Each scene is sampled with 1° and 3° beams, in both Gaussian and
Airy patterns. Tabulated and plotted: the scanned Doppler velocity
(first moment) and spectral width (second moment), for each
(beam-width, pattern, scene) combination.

Scene assumption
----------------
Horizontal wind is zero everywhere (we isolate the *scene-structure*
contribution to beam broadening — the *uniform-wind* contribution was
the subject of Tutorial 13). Vertical motion ``w`` is co-located with
the cell reflectivity maxima, as the user preference.
"""

from __future__ import annotations

from dataclasses import dataclass

import numpy as np

from rustmatrix import Scatterer
from rustmatrix.psd import PSDIntegrator
from rustmatrix.refractive import m_w_10C
from rustmatrix.spectra import brandes_et_al_2002
from rustmatrix.spectra.beam import (AiryBeam, BeamIntegrator, GaussianBeam,
                                      Scene, marshall_palmer_psd_factory)
from rustmatrix.tmatrix_aux import (K_w_sqr, dsr_thurai_2007,
                                     geom_vert_back, wl_W)


# --- geometry constants -----------------------------------------------------

RADAR_ALTITUDE_M = 20000.0
TARGET_ALTITUDE_M = 3000.0          # middle of rain layer (z ≤ 5 km)
RANGE_M = RADAR_ALTITUDE_M - TARGET_ALTITUDE_M   # 17 km slant from zenith
RAIN_TOP_M = 5000.0

BG_DBZ = 20.0
CELL_PEAK_DBZ = 45.0
CELL_WIDTH_M = 500.0                 # 500 m Gaussian FWHM-ish
CELL_SIGMA_M = CELL_WIDTH_M / (2.0 * np.sqrt(2.0 * np.log(2.0)))
CELL_SPACING_M = 1500.0              # spacing between cell centres
CELL_CENTERS_X = np.arange(-3000.0, 3001.0, CELL_SPACING_M)
W_PEAK = 3.0                         # [m/s]  ±sign per scene

SCAN_X = np.linspace(-4000.0, 4000.0, 81)   # radar-position scan
BEAMWIDTHS_DEG = (1.0, 3.0)

V_MIN, V_MAX, N_BINS = -5.0, 15.0, 384


# --- scene builder ----------------------------------------------------------

def _cell_signs(pattern: str, n_cells: int) -> np.ndarray:
    if pattern == "uniform_updraft":
        return -np.ones(n_cells)            # negative = upward
    if pattern == "alternating":
        return np.array([-1.0 if i % 2 == 0 else 1.0 for i in range(n_cells)])

▶ _What you will do_:
1 – Answer each question about the radar beam-broadening script on its own line:
(a) Which two beam widths are used?
(b) Which tutorial dealt with the uniform-wind contribution?
(c) What value is assigned to RADAR_ALTITUDE_M?
2 – Carry on the radar beam-broadening script from its last line.

▶ _Extracted entries_:
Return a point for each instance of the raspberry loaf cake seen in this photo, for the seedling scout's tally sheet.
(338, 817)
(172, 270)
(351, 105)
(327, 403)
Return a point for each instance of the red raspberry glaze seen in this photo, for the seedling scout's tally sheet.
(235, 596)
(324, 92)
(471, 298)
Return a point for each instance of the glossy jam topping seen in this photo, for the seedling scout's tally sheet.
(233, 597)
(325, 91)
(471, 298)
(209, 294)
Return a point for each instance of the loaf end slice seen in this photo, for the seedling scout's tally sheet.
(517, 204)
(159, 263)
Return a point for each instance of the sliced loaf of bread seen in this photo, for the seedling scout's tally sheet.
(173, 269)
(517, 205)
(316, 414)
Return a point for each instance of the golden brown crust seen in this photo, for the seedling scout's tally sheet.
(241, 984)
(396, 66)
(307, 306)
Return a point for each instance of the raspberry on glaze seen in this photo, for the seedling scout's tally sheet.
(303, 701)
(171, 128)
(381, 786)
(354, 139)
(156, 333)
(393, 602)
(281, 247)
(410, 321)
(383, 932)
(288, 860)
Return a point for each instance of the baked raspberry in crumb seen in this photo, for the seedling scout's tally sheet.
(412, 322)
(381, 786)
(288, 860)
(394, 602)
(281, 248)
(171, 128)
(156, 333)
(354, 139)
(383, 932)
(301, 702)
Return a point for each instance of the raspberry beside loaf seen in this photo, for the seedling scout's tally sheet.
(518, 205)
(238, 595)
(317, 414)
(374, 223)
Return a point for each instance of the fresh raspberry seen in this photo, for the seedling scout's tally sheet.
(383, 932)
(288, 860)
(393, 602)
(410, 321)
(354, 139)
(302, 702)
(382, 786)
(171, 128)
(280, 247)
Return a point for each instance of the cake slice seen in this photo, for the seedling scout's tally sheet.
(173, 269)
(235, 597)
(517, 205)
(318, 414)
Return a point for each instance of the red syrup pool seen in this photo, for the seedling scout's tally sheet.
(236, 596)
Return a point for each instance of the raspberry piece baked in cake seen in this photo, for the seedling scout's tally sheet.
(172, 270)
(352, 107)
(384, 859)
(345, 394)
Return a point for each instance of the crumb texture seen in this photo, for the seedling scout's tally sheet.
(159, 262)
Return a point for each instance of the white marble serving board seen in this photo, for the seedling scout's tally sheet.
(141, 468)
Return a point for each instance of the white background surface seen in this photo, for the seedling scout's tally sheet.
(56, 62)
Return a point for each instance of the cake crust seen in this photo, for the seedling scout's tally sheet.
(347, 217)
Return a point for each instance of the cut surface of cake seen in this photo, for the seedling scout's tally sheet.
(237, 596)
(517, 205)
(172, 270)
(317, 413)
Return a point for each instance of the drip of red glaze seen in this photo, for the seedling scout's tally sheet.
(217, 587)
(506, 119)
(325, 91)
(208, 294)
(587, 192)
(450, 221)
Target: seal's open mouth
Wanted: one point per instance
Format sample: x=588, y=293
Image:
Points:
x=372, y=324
...
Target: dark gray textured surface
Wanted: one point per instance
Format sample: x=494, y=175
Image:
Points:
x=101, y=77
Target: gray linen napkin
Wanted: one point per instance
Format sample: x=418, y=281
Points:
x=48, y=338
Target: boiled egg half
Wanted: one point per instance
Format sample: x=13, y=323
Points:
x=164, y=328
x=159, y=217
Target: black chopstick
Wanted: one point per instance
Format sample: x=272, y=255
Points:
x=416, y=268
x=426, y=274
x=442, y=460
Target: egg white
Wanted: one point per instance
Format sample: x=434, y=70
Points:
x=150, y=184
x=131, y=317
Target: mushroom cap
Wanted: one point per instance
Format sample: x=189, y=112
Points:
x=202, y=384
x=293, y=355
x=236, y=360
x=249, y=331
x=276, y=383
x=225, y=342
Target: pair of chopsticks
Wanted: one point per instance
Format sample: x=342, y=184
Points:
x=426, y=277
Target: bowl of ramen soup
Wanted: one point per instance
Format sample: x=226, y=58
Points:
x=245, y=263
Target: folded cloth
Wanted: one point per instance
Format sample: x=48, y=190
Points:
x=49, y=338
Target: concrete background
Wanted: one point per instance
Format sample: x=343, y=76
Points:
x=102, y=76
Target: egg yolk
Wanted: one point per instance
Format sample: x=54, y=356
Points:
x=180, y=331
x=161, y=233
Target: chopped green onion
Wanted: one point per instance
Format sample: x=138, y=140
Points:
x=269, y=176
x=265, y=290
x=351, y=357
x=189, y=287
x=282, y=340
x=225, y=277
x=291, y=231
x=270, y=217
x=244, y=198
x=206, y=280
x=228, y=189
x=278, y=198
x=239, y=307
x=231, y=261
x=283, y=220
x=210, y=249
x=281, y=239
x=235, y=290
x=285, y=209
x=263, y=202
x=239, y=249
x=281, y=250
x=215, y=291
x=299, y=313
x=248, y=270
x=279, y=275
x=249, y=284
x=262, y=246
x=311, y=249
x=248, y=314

▶ _Final results_:
1 –
(a) 1° and 3°
(b) Tutorial 13
(c) 20000.0

2 –
    if pattern == "dipole_couplet":
        return np.zeros(n_cells)            # handled below with dipole offset
    raise ValueError(f"unknown pattern: {pattern}")


def build_scene(pattern: str) -> Scene:
    """Build a Scene instance for one vertical-motion pattern."""
    centers = CELL_CENTERS_X
    sigma = CELL_SIGMA_M
    z_top = RAIN_TOP_M
    Z_bg_lin = 10.0 ** (BG_DBZ / 10.0)
    Z_peak_excess_lin = 10.0 ** (CELL_PEAK_DBZ / 10.0) - Z_bg_lin

    def Z_dBZ(x, y, z):
        mask = (z >= 0) & (z <= z_top)
        Z_lin = np.where(mask, Z_bg_lin, 1e-10)
        for xc in centers:
            bump = Z_peak_excess_lin * np.exp(-0.5 * ((x - xc) / sigma) ** 2)
            Z_lin = Z_lin + bump * mask
        return 10.0 * np.log10(np.maximum(Z_lin, 1e-10))

    signs = _cell_signs(pattern, len(centers))

    if pattern == "dipole_couplet":
        # Down on -x side, up on +x side of each cell centre. Encode
        # as an anti-symmetric profile crossing through zero at xc.
        def w_fn(x, y, z):
            mask = (z >= 0) & (z <= z_top)
            w_total = np.zeros_like(x)
            for xc in centers:
                # odd-symmetric bump: (x - xc) * exp(-(x-xc)²/2σ²) / (σ·√e)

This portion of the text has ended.